» Task: Starting from the line containing "Given the photograph above, point out the empty", write out every remaining line exactly, the last one included.

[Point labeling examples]
···
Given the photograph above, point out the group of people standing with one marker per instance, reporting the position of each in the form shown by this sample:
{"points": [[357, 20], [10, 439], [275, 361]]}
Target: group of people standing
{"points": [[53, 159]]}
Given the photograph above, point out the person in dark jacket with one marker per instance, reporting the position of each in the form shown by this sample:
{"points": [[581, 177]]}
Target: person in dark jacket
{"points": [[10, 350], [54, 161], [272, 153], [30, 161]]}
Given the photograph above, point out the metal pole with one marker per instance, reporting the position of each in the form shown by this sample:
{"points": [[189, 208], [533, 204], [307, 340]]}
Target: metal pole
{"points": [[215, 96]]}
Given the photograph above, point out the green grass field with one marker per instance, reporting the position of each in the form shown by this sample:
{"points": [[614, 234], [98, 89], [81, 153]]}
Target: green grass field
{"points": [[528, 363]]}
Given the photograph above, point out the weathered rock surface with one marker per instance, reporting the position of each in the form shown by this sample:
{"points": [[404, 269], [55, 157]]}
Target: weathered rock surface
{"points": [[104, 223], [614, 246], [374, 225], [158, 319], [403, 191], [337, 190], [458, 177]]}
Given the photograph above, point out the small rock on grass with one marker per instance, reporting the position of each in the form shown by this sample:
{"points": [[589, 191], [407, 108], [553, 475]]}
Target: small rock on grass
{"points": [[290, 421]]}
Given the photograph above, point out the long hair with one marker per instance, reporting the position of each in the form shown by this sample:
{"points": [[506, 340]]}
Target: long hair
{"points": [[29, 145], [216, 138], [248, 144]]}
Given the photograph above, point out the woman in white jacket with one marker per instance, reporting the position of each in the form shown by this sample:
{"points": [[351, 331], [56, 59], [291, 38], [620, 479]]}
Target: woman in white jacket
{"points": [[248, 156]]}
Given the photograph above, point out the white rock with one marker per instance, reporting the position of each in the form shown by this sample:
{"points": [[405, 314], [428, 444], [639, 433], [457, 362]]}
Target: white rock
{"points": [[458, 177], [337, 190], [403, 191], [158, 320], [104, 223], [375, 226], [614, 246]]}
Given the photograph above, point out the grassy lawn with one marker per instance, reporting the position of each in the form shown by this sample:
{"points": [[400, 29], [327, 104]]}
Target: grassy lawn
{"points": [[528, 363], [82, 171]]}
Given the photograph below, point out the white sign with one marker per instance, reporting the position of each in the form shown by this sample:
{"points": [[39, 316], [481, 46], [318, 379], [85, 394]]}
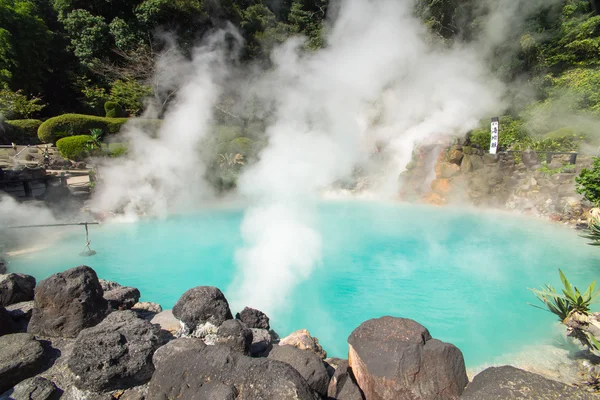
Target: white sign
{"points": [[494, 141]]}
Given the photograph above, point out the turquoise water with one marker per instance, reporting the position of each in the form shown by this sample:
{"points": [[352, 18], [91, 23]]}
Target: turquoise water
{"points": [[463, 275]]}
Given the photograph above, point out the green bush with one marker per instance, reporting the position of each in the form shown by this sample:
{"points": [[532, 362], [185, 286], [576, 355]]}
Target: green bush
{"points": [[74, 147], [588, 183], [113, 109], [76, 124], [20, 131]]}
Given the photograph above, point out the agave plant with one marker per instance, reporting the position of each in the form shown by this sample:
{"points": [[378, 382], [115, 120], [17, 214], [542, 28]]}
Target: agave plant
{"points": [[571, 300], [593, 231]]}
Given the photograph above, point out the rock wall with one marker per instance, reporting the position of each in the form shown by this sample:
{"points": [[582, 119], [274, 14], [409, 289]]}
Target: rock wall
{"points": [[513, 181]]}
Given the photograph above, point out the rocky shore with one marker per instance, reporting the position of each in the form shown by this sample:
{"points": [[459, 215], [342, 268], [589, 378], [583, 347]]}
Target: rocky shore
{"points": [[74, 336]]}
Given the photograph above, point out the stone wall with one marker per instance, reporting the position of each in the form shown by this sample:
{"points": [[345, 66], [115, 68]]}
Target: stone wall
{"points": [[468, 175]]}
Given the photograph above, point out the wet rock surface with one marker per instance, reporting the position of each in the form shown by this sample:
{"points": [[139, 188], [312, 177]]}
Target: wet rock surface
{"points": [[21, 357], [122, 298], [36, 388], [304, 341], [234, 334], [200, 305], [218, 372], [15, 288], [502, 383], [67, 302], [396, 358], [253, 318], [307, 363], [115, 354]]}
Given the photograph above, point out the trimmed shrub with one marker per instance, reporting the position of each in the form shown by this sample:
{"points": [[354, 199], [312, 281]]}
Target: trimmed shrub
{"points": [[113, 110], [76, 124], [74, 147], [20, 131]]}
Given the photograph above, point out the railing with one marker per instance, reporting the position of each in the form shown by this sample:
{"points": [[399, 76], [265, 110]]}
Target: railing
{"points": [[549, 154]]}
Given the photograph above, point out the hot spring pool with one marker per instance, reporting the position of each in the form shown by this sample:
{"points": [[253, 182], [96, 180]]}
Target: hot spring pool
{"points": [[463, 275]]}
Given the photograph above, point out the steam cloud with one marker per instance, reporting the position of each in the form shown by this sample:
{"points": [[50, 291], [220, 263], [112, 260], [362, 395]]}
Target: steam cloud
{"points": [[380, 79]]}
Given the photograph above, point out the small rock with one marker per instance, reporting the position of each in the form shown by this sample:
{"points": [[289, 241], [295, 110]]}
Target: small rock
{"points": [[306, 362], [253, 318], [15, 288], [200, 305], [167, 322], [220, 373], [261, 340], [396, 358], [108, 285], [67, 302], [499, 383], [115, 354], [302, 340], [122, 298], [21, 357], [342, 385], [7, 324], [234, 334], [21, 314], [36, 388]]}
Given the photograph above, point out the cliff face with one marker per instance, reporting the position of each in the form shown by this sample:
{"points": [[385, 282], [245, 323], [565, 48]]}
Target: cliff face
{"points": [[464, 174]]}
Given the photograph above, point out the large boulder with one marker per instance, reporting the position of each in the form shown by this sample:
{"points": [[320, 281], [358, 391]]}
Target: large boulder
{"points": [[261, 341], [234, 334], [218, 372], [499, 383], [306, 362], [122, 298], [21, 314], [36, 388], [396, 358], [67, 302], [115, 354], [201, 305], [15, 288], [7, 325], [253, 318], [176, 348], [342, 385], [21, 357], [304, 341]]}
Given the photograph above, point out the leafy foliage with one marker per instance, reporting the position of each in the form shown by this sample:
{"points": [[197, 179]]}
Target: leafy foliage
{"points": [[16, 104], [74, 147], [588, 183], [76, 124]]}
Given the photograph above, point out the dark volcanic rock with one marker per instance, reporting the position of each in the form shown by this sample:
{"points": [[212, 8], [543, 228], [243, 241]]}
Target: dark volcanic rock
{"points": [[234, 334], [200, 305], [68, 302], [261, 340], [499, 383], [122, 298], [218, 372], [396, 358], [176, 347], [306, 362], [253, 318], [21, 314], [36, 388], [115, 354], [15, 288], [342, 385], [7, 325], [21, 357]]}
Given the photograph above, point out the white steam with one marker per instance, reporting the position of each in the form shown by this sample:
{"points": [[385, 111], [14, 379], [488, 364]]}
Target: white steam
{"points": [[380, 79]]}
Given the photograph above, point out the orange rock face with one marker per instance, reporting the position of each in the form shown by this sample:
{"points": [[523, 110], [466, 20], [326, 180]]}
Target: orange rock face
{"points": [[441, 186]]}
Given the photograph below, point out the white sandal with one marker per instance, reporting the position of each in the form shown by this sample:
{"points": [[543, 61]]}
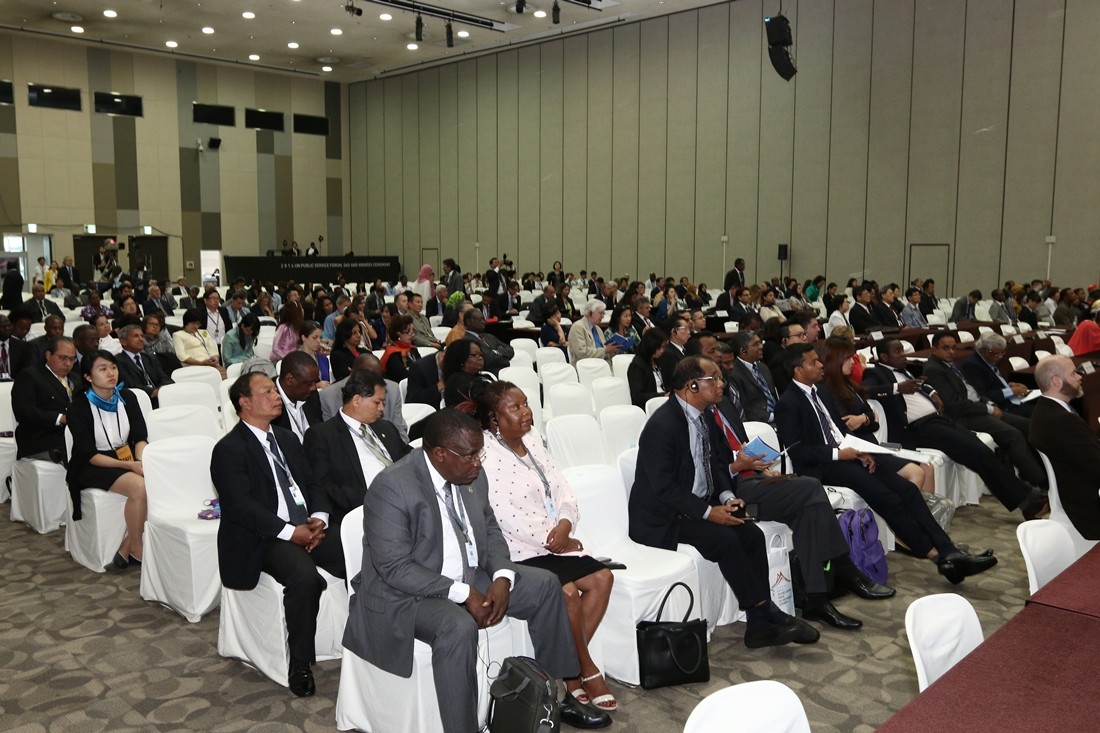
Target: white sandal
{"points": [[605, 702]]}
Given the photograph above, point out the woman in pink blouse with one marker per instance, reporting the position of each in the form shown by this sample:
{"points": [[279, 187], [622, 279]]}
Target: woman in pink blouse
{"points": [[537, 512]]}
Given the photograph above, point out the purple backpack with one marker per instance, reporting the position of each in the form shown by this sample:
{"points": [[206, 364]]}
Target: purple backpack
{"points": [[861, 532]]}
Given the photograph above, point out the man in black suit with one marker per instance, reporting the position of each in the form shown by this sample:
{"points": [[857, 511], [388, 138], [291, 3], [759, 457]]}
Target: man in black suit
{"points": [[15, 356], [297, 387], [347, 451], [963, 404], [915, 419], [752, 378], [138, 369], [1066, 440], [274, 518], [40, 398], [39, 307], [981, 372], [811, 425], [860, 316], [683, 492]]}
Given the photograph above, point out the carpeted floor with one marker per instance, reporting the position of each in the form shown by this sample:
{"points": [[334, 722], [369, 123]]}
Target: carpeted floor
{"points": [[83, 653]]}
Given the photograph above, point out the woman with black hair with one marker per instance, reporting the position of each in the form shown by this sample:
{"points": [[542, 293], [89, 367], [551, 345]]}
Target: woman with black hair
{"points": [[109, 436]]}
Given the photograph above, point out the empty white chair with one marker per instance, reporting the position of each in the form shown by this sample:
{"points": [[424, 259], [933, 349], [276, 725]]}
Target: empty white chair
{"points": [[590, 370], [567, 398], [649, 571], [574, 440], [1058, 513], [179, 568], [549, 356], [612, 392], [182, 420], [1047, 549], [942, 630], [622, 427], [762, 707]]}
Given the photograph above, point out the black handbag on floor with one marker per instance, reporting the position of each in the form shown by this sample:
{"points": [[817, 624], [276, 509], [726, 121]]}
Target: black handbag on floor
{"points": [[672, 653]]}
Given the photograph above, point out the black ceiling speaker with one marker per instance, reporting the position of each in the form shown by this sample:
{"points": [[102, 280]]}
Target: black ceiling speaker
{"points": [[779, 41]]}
···
» In response:
Given the photograph above, point out the empty white chair with one marker per instance, reporting the position of each in the form shown by this sample:
{"points": [[424, 259], [933, 349], [276, 725]]}
Target: empty white chair
{"points": [[590, 370], [567, 398], [649, 571], [574, 440], [1058, 513], [179, 568], [549, 356], [612, 392], [182, 420], [1047, 549], [942, 630], [622, 427], [762, 707]]}
Given the photograph above, point out the black handbag on floor with one marker per instance, reporting the position of each in the form shown by this sample:
{"points": [[817, 624], [276, 509], [726, 121]]}
Target: black handbag on floor
{"points": [[672, 653]]}
Given the photograph above, point out the black ceiling speaker with one marker per instance, reporting the position of each in the form shown by this sample:
{"points": [[102, 280]]}
Target: black ceiling speaker
{"points": [[779, 41]]}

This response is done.